Vous y chantez votre amour et les épreuves que vous avez traversées à deux. Y a-t-il quelque chose de cathartique dans l’écriture ?
M. M. « Oui, dans notre rapport au temps. On a d’abord commencé en réaction créative aux confinements. Puis il y a eu cette fausse couche pendant l’écriture de la chanson L’enfant fée. On a alors pris la décision de prendre le truc à bras-le-corps et d’en faire un acte résilient. C’est bien d’aller vers les joies et des choses lumineuses mais c’est aussi intéressant d’explorer des moments plus sombres, sans pathos, pour essayer d’en faire quelque chose de beau. Ça a été extrêmement positif pendant de nombreux mois, tant que nous étions dans notre bulle. Puis les répétitions sur scène ont fait ressurgir une souffrance. On a alors eu un doute, auquel s’est ajouté ce combat pour imposer Daria. On l’a vécu comme une forme d’injustice, le plus difficile pour moi. Mais aujourd’hui, on se rend compte que tout disparaît sur scène, que tout y apparaît transcendé. Nos deux premières dates à Valence ont été très fortes en émotion. »
Daria, comment avez-vous appréhendé l’exercice du chant sur scène, vous qui êtes d’abord artiste plasticienne et photographe ?

Annotations par points pour photos

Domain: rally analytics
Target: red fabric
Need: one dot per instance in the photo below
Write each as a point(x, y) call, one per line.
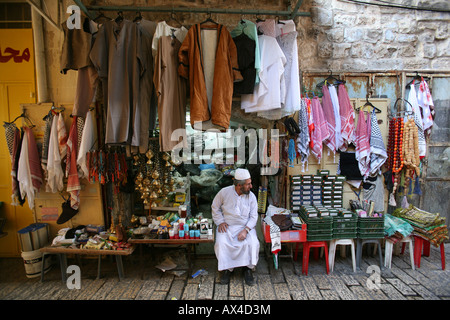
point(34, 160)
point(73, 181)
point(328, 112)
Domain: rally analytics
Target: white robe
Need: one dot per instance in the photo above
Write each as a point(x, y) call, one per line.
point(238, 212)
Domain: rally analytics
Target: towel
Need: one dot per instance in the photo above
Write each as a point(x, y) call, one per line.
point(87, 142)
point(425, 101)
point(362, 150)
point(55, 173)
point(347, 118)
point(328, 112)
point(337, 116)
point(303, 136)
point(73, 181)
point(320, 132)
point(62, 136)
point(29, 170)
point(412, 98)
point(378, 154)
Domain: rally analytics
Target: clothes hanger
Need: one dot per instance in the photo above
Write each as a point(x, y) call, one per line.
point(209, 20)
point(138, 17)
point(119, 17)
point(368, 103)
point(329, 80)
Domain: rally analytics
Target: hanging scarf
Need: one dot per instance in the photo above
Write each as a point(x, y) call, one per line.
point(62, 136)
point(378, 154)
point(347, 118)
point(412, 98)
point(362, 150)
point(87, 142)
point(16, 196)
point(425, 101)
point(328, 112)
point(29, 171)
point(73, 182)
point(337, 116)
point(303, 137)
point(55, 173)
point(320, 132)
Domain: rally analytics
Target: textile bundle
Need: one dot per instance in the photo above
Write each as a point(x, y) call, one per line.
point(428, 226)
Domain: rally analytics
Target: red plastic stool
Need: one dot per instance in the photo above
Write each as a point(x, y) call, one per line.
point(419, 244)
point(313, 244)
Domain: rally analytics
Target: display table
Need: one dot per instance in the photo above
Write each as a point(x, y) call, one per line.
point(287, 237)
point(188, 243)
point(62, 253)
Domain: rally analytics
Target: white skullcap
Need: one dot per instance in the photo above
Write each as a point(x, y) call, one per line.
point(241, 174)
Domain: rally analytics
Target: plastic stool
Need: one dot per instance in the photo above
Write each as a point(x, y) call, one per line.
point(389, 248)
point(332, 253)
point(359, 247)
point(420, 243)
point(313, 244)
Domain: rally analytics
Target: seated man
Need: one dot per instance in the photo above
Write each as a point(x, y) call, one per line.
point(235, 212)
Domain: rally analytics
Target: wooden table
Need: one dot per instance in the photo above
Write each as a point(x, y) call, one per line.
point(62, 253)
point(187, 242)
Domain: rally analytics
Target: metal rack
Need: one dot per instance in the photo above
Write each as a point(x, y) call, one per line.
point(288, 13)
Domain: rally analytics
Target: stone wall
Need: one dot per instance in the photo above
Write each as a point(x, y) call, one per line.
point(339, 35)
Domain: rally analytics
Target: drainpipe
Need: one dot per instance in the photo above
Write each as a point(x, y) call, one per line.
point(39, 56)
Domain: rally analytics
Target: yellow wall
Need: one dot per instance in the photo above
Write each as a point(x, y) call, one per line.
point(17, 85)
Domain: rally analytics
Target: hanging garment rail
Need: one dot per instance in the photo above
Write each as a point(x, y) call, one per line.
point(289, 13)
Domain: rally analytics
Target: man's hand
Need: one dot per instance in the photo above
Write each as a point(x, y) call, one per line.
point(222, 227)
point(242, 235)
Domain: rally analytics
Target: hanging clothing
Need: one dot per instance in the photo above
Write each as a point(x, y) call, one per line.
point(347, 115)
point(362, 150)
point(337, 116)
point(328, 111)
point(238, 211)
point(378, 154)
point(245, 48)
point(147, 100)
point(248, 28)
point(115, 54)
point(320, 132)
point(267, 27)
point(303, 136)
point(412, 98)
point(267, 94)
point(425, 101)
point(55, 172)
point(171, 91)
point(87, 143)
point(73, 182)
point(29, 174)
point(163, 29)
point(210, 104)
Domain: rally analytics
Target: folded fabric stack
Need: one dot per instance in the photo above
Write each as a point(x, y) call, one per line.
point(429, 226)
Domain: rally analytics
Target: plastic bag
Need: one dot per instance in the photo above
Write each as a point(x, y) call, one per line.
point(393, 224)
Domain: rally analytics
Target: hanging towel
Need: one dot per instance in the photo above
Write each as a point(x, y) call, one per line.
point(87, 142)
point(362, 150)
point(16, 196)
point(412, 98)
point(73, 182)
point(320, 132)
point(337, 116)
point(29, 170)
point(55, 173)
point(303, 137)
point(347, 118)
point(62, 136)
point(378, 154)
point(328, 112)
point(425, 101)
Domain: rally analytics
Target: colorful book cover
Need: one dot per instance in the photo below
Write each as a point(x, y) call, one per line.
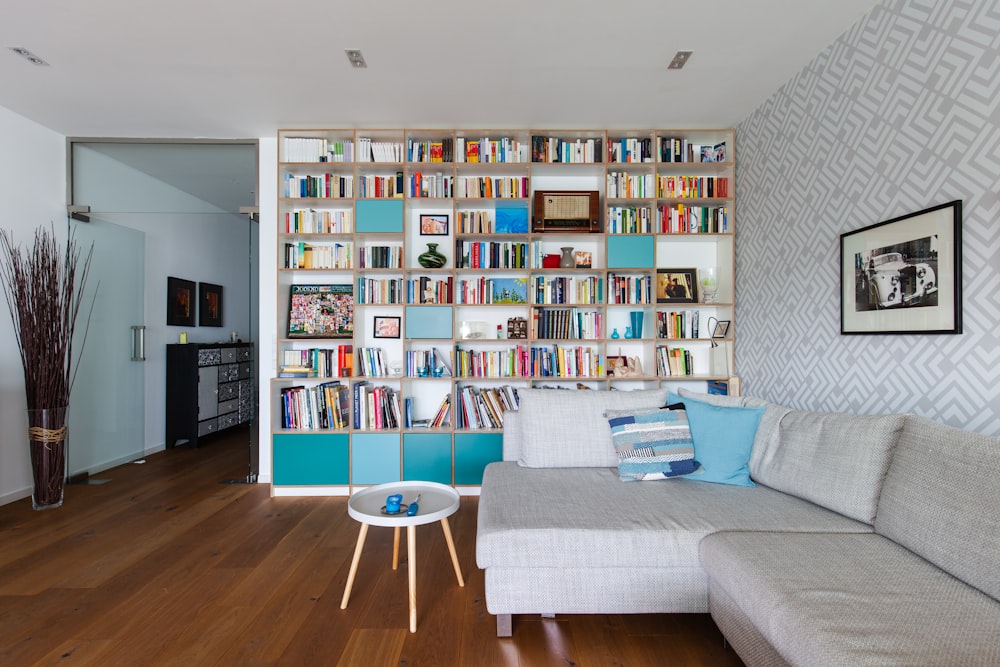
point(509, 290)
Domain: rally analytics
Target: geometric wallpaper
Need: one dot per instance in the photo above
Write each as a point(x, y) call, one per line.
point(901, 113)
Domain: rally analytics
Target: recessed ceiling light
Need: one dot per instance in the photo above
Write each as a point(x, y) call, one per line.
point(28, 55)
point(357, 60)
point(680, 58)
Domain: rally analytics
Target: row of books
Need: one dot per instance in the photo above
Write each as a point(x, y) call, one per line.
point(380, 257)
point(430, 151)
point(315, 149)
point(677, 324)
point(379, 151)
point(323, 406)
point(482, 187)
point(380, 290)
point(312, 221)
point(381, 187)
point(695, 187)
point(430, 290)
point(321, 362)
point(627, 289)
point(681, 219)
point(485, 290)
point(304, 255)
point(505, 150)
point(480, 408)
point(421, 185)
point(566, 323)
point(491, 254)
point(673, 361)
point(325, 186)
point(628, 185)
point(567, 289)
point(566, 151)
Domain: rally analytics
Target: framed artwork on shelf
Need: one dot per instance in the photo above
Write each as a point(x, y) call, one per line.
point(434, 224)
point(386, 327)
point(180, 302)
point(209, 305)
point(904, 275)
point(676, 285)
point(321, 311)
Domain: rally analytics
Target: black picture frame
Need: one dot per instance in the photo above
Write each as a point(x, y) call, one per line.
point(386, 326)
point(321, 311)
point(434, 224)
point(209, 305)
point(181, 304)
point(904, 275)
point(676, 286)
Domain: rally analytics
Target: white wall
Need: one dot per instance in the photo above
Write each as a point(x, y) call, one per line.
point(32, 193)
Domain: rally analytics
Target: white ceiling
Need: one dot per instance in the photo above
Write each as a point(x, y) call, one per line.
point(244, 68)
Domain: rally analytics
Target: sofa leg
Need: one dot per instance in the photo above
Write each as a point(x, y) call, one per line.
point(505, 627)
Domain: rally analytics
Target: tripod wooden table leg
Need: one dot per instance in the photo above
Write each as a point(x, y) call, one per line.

À FAIRE
a) D'après l'extrait d'entretien, qu'est-il arrivé pendant l'écriture de la chanson « L'enfant fée » ?
b) Renvoyez chaque ligne des entrées où figure le mot « stool ».

SOLUTIONS DES TÂCHES
a) Il y a eu une fausse couche.

b)
Target: red plastic stool
Target: plastic stool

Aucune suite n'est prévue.